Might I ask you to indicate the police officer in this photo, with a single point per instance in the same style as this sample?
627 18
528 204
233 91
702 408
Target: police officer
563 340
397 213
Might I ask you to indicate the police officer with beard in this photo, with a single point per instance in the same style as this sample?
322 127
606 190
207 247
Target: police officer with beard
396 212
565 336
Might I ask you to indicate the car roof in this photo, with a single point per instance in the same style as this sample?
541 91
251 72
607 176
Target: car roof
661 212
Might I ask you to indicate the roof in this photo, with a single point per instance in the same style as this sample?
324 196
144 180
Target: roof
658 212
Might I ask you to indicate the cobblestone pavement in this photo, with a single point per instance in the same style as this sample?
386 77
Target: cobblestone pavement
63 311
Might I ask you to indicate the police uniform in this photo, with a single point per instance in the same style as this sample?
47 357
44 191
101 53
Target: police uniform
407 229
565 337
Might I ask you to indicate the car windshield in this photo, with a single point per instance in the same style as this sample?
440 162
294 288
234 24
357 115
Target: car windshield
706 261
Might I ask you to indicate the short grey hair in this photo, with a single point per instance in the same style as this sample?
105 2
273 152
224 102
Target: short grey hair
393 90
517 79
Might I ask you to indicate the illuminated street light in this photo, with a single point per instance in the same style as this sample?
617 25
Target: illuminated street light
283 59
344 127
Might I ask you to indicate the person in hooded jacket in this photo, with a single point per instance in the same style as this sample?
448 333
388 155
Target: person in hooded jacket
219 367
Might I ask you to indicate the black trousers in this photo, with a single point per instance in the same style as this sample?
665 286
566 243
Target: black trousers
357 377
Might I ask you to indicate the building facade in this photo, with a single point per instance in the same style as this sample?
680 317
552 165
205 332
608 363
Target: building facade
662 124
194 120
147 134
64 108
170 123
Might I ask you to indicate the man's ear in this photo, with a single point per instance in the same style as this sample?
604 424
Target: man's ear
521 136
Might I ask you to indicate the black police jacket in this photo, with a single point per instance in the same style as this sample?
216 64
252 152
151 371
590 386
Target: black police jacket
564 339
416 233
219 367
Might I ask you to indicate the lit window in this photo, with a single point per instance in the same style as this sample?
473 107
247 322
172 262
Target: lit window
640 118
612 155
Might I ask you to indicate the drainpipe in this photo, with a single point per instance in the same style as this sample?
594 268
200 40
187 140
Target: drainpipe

####################

• **STATED GOAL**: Please recast every line of the entries above as a JSON list of strings, one string per line, with blank lines left out.

• **ANSWER TO THE PROBLEM**:
[
  "Might I ask you to indicate the police officer in this photo, with a single point per instance in the same style as this sample?",
  "627 18",
  "528 204",
  "233 91",
  "702 408",
  "Target: police officer",
  "563 340",
  "397 213",
  "Might I ask you to indicate the police officer with beard in this photo, with a single point per instance in the same style as this sample?",
  "322 127",
  "606 190",
  "207 247",
  "Target: police officer with beard",
  "396 212",
  "565 336",
  "Might I ask you to indicate the car roof in this photo, with a single point per instance in the same style as this sample?",
  "541 91",
  "251 72",
  "607 176",
  "Target: car roof",
  "661 212",
  "Might I ask you to indicate the roof in this photo, with a single point per instance in the same style as this sample?",
  "324 196",
  "144 180",
  "Target: roof",
  "658 212",
  "Might I ask you to indicate the cobblestone pavement in this photo, with a single point per instance in the same style as this sample?",
  "386 77",
  "Target: cobblestone pavement",
  "63 311",
  "Might I ask you to indicate the police uniform in this photo, with a single point per instance in the same style as this sample?",
  "47 357",
  "44 191",
  "101 53",
  "Target: police uniform",
  "407 229",
  "565 337",
  "Might I ask you to indicate the car windshield in this photo, with a single point per instance in the same style as this sample?",
  "440 162",
  "294 288",
  "234 24",
  "357 115",
  "Target: car windshield",
  "706 261",
  "Might I ask you to indicate the short grey hair in this photo, with a single point per instance in the same style as this sample?",
  "105 2",
  "273 152",
  "224 102",
  "Target: short grey hair",
  "393 90",
  "517 79",
  "Might I ask you to indicate the illuminated street light in this photo, with a single point per instance in the same style as this sample?",
  "617 25",
  "Target: illuminated street light",
  "283 59",
  "344 127",
  "Might I ask you to indicate the person in hooded jacket in this photo, with a single point per instance in the same style as this sample?",
  "448 333",
  "388 155",
  "Target: person in hooded jacket",
  "219 367",
  "Might I ask you to indicate the black trousers in this photo, with a single point per instance in the same style as this sample?",
  "665 286",
  "566 243",
  "Target: black trousers",
  "357 377",
  "Might I ask you to indicate the building facade in this photo, with a single point per instance in the same style as this sample?",
  "680 317",
  "552 165",
  "205 332",
  "608 363",
  "Target: building facade",
  "662 124",
  "194 120",
  "147 134",
  "64 108",
  "170 123",
  "Might I ask you to indicate the man's ear in this photo, with a single point per instance in the same style as this sample?",
  "604 424",
  "Target: man's ear",
  "521 136",
  "Might I ask you to indicate the black police jacket in this photo, with a single point per instance in the same style as this sample?",
  "216 64",
  "252 152",
  "151 371",
  "590 386",
  "Target: black police jacket",
  "564 339",
  "416 233",
  "219 367",
  "Might I ask you to indicate the lit window in this photo, with a single point per instance in the same style as this sample?",
  "473 107",
  "247 322",
  "172 262",
  "Target: lit window",
  "640 118",
  "612 155",
  "Might I ask you to indicate the drainpipe in this photo, with a single point per instance in the same style as this sample?",
  "594 268",
  "200 40",
  "187 140",
  "Target: drainpipe"
]